Verilen metin:
──────

Andırın’da Yaylamak
Deneme
Kadir YAŞAR
ANDIRIN’DA YAYLAMAK
Yaz, Andırın’ın en hareketli mevsimidir. Sıcaklar iyice bastırır. Gölge aranır. Serinlemek için kırlara, subaşlarına gidilir. Serinledikçe insan gevşer, gevşedikçe söz sözü açar, muhabbet başlar.
Andırın’a yaylaya gelenlerin aklı hep Çukurova’da (aşağı) takılı kalır. Ailelerin bir tarafı gelmemiştir. İşler çiftçilik, ziraat, meşguliyet. Hem aşağı kaygı edilir, hem de orada kalanlara acınır. Sarı sıcak altında yaşamanın zahmeti bilindiği için.
Çukurova sarı sıcağı adamı yağ gibi eritir, sersem eder sanki. Çare, yaylaya kaçmak, serinlemektir. Kadirli’ den çıkar; Andırın’ a doğru yol alırsınız. Kafanızda bir sürü plan düşünce var. Akarca tepelerine gelince, biraz serinlik, yaylaya yaklaştığınızı hissettirir. Tokmaklı düzü Çukurova’dan farksız. Haştırın virajlarında çileyi arabalar çeker. Bu yolda su kaynatmayan araç azdır. Çatak sizi serinliğe alıştırır. Çatak suyunu görünce, ırmağı kana kana içesiniz gelir. Masmavi, gürül gürül buz gibi.. Irmağın kenarında kurulan barakalar; önünde durursunuz. Kan ter içindesinizdir. Elinizi yüzünüzü yıkar kendinize gelirsiniz. Yol boyu mevsimine göre meyveler, sebzeler satılır. Kiraz, kızılcık olur. Bu aylarda kavun, karpuz. Mısır zaten var. Biraz eğlenince; teriniz soğumaya durur. Acele edersiniz, bir an evvel Andırın’ a, yaylalara varayım diye.

──────

[Sınırlayıcı kutu verilerinden alıntılar]
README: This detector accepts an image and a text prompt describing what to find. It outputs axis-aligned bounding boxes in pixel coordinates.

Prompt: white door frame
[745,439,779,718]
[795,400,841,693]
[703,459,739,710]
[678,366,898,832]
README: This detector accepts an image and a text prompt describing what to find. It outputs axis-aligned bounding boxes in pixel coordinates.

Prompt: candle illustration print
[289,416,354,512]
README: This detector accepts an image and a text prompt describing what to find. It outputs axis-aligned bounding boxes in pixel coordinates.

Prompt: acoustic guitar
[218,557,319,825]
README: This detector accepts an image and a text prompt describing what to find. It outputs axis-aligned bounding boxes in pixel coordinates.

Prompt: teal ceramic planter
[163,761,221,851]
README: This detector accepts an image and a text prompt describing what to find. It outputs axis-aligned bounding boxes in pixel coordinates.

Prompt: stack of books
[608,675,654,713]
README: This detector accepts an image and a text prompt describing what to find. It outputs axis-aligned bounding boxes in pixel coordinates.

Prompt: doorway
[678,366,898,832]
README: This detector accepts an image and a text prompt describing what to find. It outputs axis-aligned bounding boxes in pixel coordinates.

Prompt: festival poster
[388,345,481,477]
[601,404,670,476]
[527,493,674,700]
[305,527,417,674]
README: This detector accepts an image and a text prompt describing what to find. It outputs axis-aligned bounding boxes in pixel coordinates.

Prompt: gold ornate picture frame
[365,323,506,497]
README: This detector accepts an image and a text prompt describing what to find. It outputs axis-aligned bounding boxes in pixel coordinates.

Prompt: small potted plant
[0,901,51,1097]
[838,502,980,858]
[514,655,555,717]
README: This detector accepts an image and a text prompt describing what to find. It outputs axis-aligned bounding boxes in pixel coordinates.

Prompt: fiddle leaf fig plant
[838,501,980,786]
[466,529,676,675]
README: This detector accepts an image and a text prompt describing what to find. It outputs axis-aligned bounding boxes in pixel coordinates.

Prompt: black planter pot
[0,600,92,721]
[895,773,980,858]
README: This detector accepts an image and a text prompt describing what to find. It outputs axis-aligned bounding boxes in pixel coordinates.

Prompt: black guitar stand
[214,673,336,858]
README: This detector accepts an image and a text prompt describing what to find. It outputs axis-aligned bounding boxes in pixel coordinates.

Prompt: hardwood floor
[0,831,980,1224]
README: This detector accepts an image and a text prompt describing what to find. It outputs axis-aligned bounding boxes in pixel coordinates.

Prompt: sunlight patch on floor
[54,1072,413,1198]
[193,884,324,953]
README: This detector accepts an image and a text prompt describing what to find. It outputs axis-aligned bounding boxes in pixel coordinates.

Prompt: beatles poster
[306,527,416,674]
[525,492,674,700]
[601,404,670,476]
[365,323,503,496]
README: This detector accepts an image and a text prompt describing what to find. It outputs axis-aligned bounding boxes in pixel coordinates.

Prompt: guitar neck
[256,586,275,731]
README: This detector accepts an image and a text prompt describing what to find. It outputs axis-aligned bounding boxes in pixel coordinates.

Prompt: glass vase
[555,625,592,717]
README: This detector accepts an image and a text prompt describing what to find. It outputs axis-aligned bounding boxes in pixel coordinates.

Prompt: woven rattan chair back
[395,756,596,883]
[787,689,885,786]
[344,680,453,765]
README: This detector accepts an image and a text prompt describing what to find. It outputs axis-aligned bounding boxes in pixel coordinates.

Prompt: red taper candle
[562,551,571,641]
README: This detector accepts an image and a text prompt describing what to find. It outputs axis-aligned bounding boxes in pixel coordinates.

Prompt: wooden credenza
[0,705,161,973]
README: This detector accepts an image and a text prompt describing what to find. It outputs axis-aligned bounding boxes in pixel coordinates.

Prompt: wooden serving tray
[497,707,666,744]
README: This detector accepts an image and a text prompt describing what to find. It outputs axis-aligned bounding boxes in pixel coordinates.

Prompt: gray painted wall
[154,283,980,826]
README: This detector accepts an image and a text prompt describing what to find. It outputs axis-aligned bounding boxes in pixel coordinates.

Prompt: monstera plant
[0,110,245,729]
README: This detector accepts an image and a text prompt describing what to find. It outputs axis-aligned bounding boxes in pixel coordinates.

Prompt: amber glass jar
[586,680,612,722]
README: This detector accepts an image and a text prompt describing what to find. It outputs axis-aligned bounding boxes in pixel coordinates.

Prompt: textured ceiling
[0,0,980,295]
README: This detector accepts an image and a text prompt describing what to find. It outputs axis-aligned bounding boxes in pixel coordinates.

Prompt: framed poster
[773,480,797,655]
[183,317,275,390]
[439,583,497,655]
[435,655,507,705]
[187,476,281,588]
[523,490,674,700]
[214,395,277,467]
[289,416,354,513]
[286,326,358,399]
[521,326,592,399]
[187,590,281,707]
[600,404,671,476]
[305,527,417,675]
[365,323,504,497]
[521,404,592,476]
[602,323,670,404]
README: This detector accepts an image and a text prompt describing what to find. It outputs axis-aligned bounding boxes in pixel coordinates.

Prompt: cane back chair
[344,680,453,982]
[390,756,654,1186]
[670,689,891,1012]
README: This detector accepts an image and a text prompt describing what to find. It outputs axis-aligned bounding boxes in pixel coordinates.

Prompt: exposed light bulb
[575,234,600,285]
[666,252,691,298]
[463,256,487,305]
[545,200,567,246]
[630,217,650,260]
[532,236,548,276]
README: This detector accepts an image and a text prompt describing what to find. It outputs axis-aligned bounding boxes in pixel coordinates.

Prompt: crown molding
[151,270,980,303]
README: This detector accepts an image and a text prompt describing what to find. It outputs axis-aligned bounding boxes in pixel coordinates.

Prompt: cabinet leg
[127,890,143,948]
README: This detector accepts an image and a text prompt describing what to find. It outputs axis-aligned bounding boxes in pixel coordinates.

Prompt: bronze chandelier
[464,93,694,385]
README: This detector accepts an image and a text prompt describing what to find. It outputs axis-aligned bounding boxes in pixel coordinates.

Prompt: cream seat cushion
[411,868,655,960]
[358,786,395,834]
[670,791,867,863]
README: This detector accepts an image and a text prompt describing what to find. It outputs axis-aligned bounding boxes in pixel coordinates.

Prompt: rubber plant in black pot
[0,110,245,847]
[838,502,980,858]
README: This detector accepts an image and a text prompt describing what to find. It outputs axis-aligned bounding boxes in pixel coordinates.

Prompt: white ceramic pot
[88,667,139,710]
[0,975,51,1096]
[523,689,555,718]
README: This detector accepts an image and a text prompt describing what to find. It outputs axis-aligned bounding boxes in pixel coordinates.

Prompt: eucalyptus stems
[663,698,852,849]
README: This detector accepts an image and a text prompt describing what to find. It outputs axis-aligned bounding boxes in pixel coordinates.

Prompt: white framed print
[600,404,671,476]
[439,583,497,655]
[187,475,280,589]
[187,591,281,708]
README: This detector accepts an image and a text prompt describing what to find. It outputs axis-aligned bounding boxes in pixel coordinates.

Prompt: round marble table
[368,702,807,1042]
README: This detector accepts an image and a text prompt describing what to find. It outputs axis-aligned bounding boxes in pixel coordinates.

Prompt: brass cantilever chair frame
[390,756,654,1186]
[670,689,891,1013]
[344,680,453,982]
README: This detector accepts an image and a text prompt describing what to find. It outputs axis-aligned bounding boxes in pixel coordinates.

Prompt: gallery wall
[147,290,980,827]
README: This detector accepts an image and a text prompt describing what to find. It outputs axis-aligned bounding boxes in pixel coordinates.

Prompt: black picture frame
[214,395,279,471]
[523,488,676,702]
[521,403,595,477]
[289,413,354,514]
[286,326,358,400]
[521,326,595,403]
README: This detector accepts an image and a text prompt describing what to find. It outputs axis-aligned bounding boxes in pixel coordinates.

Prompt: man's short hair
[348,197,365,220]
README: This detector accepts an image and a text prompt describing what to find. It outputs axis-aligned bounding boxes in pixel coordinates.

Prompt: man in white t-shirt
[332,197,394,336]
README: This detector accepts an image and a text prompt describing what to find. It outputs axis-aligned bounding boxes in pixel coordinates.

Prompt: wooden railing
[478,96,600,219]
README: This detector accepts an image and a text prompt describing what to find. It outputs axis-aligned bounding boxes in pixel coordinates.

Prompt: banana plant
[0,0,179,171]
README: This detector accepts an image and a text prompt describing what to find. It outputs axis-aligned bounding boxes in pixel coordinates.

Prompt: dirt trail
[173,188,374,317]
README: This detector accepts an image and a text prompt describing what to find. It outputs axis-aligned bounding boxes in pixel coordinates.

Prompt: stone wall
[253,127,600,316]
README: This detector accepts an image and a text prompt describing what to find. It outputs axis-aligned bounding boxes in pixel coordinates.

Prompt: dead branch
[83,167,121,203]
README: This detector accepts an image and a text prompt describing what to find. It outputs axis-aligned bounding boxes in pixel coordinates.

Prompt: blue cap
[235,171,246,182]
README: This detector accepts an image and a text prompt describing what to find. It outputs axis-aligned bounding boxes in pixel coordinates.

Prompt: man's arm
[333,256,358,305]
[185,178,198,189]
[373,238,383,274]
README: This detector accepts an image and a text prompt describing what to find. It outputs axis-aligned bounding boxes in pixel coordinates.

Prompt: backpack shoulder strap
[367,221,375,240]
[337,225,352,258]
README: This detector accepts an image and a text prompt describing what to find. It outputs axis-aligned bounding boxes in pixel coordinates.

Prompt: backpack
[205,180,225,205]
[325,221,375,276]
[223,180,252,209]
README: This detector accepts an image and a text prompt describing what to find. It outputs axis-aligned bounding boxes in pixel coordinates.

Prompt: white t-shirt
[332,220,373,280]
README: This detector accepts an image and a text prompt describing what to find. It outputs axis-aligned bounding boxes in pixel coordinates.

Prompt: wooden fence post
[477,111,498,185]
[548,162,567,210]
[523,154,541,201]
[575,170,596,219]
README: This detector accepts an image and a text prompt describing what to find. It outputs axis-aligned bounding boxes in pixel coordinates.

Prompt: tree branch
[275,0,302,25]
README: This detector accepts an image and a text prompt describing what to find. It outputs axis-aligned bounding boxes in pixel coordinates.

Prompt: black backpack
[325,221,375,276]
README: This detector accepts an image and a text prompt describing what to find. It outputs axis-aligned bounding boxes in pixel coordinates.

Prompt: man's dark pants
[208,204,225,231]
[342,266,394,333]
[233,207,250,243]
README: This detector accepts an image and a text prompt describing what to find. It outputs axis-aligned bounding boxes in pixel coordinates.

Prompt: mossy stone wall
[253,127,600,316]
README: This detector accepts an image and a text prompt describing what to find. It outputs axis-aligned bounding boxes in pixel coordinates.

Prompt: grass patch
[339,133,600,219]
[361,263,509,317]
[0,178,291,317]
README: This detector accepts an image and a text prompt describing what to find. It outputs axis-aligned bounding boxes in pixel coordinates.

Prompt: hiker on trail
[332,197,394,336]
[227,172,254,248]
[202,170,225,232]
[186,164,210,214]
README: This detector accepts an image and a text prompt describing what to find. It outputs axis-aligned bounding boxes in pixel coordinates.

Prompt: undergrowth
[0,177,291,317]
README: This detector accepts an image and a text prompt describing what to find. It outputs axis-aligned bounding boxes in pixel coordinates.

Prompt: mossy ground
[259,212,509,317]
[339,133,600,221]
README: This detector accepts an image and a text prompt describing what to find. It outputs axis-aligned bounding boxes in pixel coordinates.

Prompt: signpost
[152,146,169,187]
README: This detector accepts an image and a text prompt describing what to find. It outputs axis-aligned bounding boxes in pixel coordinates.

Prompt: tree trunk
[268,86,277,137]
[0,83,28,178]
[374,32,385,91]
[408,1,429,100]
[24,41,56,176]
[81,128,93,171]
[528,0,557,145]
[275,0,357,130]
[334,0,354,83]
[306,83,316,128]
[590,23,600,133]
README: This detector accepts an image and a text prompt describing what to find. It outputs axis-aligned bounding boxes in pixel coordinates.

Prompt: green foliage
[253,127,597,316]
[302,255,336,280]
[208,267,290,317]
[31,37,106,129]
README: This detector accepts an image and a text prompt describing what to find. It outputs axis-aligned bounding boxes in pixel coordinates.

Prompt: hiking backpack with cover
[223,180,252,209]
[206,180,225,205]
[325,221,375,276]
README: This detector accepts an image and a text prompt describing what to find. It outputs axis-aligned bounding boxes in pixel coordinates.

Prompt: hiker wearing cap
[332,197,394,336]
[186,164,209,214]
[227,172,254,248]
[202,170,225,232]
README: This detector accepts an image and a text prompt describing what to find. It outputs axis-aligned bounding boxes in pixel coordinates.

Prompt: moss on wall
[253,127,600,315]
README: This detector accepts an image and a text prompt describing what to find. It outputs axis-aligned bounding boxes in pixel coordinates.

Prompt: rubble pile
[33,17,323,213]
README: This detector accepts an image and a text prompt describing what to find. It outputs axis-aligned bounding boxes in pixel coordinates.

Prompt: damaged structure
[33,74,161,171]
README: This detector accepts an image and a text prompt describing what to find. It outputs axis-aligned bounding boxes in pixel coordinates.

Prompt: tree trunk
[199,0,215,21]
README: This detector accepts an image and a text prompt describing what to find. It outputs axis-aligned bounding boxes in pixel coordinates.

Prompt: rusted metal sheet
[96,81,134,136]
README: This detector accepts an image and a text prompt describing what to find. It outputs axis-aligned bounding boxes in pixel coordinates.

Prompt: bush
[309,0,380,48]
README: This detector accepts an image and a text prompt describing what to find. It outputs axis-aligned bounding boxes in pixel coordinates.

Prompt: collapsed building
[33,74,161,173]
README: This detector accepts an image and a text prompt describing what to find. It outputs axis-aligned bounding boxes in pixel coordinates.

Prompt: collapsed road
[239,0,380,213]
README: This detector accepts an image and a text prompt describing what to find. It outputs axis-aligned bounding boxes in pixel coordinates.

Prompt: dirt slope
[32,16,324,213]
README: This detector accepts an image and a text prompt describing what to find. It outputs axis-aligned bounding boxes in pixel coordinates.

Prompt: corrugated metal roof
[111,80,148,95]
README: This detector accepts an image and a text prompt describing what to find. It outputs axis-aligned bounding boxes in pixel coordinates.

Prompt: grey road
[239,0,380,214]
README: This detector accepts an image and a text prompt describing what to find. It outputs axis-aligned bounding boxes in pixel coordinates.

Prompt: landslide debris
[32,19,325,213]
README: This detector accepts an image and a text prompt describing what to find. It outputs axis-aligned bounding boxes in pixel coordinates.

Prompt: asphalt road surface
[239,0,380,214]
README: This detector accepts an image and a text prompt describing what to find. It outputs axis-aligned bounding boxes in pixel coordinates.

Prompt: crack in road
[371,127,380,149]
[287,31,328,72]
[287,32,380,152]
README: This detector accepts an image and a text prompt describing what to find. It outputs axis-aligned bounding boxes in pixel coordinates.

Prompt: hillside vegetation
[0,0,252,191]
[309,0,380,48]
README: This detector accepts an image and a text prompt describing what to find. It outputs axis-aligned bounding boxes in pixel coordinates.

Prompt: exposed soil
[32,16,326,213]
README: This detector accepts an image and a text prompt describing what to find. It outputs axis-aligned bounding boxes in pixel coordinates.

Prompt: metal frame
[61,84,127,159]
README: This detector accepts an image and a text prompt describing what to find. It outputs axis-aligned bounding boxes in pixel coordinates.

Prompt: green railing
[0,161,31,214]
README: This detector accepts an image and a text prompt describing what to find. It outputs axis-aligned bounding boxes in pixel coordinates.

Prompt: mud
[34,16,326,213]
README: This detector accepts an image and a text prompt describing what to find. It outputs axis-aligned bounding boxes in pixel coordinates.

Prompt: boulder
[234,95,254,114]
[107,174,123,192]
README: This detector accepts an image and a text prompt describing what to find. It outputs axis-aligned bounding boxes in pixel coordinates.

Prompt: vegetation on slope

──────

Kısa alıştırma:
Andırın'da yaylamayı anlatan metinde Kadirli'den Andırın'a giden yol boyunca adı geçen yerleri, Kadirli ve Andırın dışında kalanlarla sınırlı tutarak metindeki sırasıyla listeleyin.

Tamamlanan görev:
Akarca tepeleri
Tokmaklı düzü
Haştırın virajları
Çatak